Friday, February 13, 2015

George Gilder On the Welfare State, and the Implications For Treasuries

New Republic:

George Gilder, a pro-family conservative who was the person most often quoted by President Ronald Reagan, believes that welfare “usurps the male role as chief provider and undermines the foundation of families. His provider role is absolutely central to the family; if the state replaces the male provider, you don’t have families. The welfare state cuckolds the man.” In other words, if the state provides women a source of income that doesn’t require marriage, Gilder surmises, women simply won’t marry. Worse yet, in Gilder’s parlance, welfare constitutes state cuckoldry, as though food stamps steal sexual access men are rightfully entitled to. Thus, in the words of once and likely future Republican presidential contender Mike Huckabee, Uncle Sam becomes “Uncle Sugar.”
The original Gilder interview:
Religion is primary. Unless a culture is aspiring toward the good, the true, and the beautiful, and wants the good and the true, really worships God, it readily worships Satan. If we turn away from God, our culture becomes dominated by “Real Crime Stories” and rap music and other spew. This is the most fundamental point. When the culture becomes corrupt, then the businesses that serve the culture also become corrupt.
The legitimate purpose of public debt is to borrow money to build infrastructure improvements that have a positive net present value. However, a vast portion of federal expenditure now leaves nothing tangible, leaves no collateral. A treasury bond is a certificate that money has successfully been expended on section 8 housing, or on make-work military "jobs".

The lack of collateral makes these treasuries creatures of social mood. In a way, they are as valuable as tulip bulbs or south sea shares.

What is a treasury going to yield when mood darkens, and a distressed investor who looks over the enterprise for scrap value is the marginal buyer?

10 comments:

Unknown said...

George Gilder, a pro-family conservative who was the person most often quoted by President Ronald Reagan, believes that welfare “usurps the male role as chief provider and undermines the foundation of families.

Over the past few decades, liberalism has moved away from economic Marxism and replaced it with cultural Marxism-- welfare programs that undermine the family being a case in point. I'm sure that's partly because liberals have gotten older and richer and realized how much taxes suck, but it's also an example of big government taking the path of least resistance.

• **Complete the following**
[1] According to the Gilder post, what is the legitimate purpose of public debt?
[2] Duplicate the part of the Gilder post starting with "The legitimate purpose" and going on through "the marginal buyer?".
What comes next is separate material, apart from the Gilder post.

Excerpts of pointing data
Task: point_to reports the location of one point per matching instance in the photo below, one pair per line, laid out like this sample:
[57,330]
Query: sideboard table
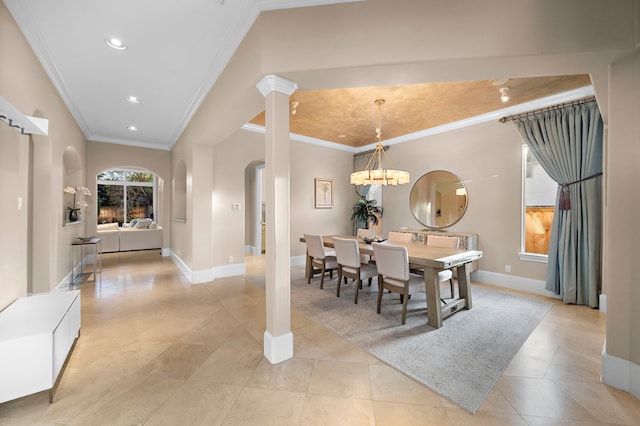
[94,243]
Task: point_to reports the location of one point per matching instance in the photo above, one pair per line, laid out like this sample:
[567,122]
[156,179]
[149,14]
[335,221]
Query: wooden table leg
[307,266]
[432,288]
[464,283]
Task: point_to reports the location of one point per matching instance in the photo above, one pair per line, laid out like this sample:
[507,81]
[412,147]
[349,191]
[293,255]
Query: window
[538,204]
[124,195]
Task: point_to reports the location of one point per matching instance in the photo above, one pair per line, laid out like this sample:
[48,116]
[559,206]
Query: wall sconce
[504,94]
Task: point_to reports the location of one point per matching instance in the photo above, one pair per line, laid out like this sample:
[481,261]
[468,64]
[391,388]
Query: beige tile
[228,366]
[547,421]
[390,385]
[330,410]
[134,406]
[568,364]
[146,326]
[291,375]
[266,407]
[5,421]
[606,404]
[178,361]
[336,378]
[396,414]
[541,397]
[197,403]
[495,402]
[460,417]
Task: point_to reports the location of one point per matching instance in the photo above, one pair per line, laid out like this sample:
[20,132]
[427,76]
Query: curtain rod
[550,108]
[371,151]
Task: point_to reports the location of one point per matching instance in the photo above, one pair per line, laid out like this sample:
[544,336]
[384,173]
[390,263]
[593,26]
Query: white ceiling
[176,51]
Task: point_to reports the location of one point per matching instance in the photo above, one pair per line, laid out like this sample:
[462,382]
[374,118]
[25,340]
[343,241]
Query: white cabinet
[36,336]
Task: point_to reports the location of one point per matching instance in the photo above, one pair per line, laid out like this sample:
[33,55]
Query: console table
[96,244]
[37,333]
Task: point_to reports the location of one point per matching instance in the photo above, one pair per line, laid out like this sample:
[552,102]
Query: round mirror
[438,199]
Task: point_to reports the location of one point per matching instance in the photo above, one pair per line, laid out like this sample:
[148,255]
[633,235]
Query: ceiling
[174,55]
[349,116]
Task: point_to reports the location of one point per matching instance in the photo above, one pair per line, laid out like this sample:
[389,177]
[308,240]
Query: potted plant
[364,212]
[75,207]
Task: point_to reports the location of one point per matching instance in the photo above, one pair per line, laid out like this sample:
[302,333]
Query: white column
[278,339]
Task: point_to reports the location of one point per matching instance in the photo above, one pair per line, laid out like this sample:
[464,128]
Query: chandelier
[374,173]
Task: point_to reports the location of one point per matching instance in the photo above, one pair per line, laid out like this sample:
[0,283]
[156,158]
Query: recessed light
[116,43]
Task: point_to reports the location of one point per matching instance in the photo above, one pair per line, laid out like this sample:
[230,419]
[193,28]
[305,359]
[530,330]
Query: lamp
[504,94]
[374,173]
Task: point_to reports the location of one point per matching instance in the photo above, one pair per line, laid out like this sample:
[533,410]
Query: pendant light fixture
[374,173]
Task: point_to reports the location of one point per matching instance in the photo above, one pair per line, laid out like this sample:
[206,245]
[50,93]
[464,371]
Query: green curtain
[568,143]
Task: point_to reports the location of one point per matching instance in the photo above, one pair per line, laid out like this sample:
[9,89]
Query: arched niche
[180,192]
[72,176]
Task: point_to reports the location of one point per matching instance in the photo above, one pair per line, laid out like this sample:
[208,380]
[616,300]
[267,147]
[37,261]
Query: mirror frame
[422,178]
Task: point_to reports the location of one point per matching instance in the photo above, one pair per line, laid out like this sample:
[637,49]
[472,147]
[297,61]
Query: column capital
[271,83]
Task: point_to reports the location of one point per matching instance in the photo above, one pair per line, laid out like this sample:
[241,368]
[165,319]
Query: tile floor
[156,350]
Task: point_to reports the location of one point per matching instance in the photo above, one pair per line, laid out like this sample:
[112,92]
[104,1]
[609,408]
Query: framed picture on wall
[323,193]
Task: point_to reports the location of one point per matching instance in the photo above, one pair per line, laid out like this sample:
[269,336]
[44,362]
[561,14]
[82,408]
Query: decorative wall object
[323,193]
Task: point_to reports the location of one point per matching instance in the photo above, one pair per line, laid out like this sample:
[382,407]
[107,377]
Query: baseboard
[603,303]
[194,277]
[512,282]
[206,275]
[620,373]
[278,348]
[298,260]
[229,270]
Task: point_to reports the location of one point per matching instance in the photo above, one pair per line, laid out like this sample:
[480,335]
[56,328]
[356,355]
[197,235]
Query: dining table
[431,260]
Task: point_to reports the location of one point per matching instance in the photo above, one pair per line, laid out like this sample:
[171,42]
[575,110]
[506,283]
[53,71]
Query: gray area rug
[460,361]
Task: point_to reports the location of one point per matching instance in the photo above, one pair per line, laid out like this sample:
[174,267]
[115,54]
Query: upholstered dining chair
[404,238]
[393,274]
[448,242]
[320,259]
[350,265]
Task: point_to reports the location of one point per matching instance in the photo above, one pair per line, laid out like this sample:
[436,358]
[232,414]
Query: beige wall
[105,156]
[422,41]
[35,247]
[245,148]
[487,157]
[621,228]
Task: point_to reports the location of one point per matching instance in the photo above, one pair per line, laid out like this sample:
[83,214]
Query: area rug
[460,361]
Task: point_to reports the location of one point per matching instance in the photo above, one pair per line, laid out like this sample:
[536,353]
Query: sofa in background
[142,234]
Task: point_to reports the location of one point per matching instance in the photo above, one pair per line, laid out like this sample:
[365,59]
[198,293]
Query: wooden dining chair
[350,265]
[448,242]
[320,259]
[393,274]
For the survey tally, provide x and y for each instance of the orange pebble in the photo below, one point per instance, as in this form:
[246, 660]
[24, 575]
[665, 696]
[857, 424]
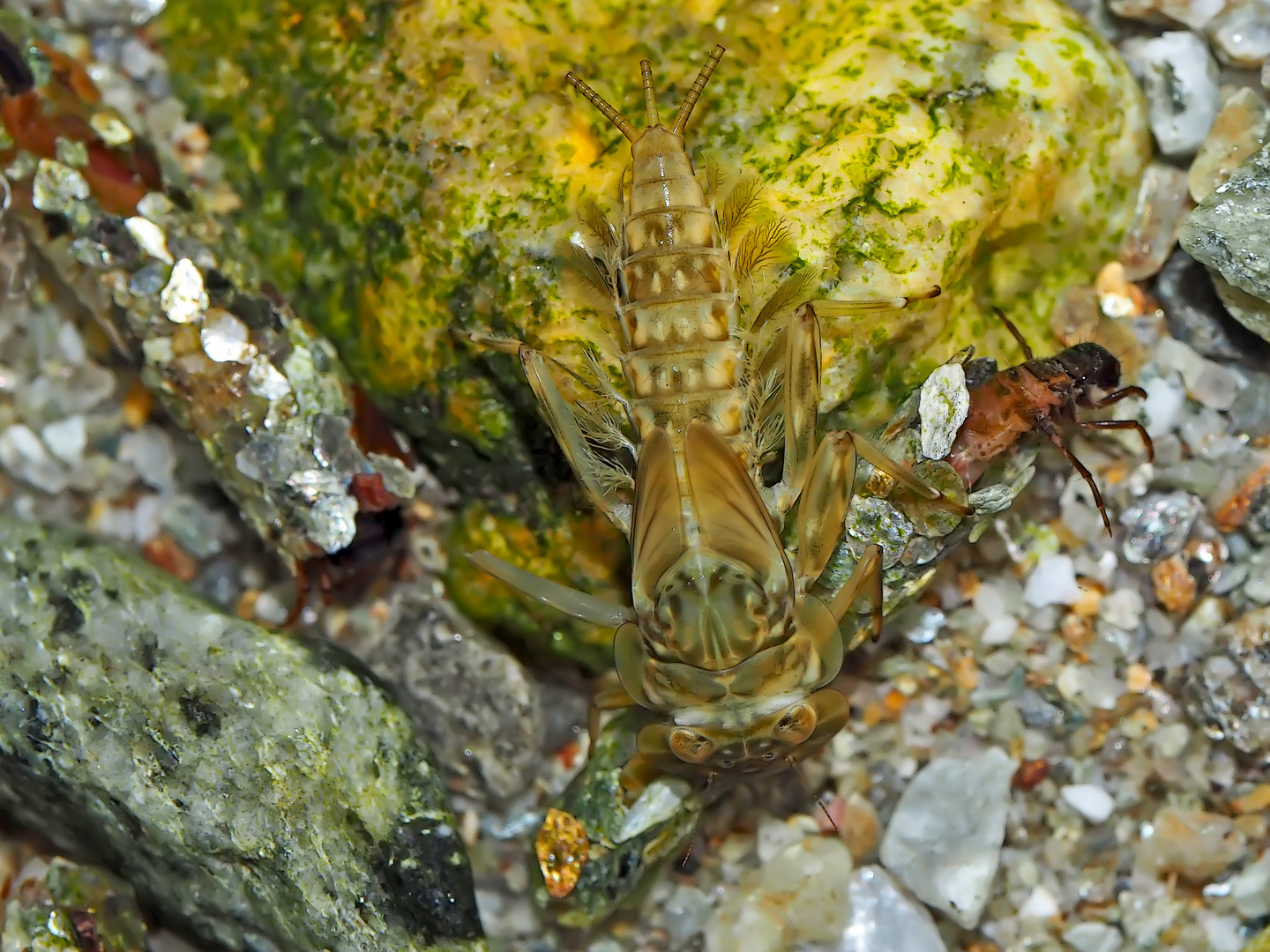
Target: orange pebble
[1175, 585]
[168, 555]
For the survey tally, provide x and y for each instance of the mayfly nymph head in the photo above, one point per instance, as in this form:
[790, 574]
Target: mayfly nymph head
[723, 639]
[1090, 366]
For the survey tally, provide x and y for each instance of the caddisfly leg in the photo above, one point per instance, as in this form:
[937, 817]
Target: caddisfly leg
[868, 571]
[1048, 429]
[1015, 331]
[1122, 426]
[609, 695]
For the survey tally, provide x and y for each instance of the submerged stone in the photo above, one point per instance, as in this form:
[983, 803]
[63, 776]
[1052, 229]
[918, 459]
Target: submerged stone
[1227, 230]
[944, 839]
[990, 147]
[256, 791]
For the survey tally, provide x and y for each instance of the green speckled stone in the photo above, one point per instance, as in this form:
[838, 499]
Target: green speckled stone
[257, 791]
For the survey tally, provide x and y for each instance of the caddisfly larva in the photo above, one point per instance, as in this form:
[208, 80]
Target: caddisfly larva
[310, 462]
[723, 640]
[1033, 397]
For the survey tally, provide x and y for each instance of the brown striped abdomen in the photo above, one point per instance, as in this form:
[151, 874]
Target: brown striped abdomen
[678, 297]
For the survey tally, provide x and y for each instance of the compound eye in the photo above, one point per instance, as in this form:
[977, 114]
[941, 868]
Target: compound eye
[796, 726]
[690, 747]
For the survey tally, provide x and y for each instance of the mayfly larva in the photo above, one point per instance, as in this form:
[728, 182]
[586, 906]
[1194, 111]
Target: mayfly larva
[1032, 397]
[723, 640]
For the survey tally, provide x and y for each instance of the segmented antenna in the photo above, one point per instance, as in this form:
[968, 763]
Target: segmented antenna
[598, 101]
[681, 118]
[646, 69]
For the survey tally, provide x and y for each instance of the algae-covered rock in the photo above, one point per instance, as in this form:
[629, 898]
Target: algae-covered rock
[63, 906]
[410, 167]
[254, 790]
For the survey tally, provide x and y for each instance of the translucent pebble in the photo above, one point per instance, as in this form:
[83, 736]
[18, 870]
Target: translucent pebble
[268, 608]
[884, 918]
[799, 896]
[265, 381]
[1214, 386]
[1197, 845]
[944, 838]
[1094, 937]
[1039, 905]
[314, 484]
[944, 405]
[658, 802]
[775, 837]
[1000, 631]
[146, 518]
[1189, 13]
[66, 439]
[56, 185]
[1169, 739]
[1090, 801]
[1123, 608]
[150, 239]
[70, 344]
[1052, 583]
[25, 456]
[1159, 525]
[1250, 890]
[150, 453]
[225, 339]
[332, 524]
[1241, 33]
[1238, 131]
[684, 911]
[1163, 201]
[1163, 405]
[183, 299]
[196, 528]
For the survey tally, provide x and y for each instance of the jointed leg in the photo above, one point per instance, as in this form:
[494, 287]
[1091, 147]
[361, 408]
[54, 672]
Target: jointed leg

• **Responses to the tasks**
[1] To borrow money to build infrastructure improvements that have a positive net present value.

[2]
The legitimate purpose of public debt is to borrow money to build infrastructure improvements that have a positive net present value. However, a vast portion of federal expenditure now leaves nothing tangible, leaves no collateral. A treasury bond is a certificate that money has successfully been expended on section 8 housing, or on make-work military "jobs".

The lack of collateral makes these treasuries creatures of social mood. In a way, they are as valuable as tulip bulbs or south sea shares.

What is a treasury going to yield when mood darkens, and a distressed investor who looks over the enterprise for scrap value is the marginal buyer?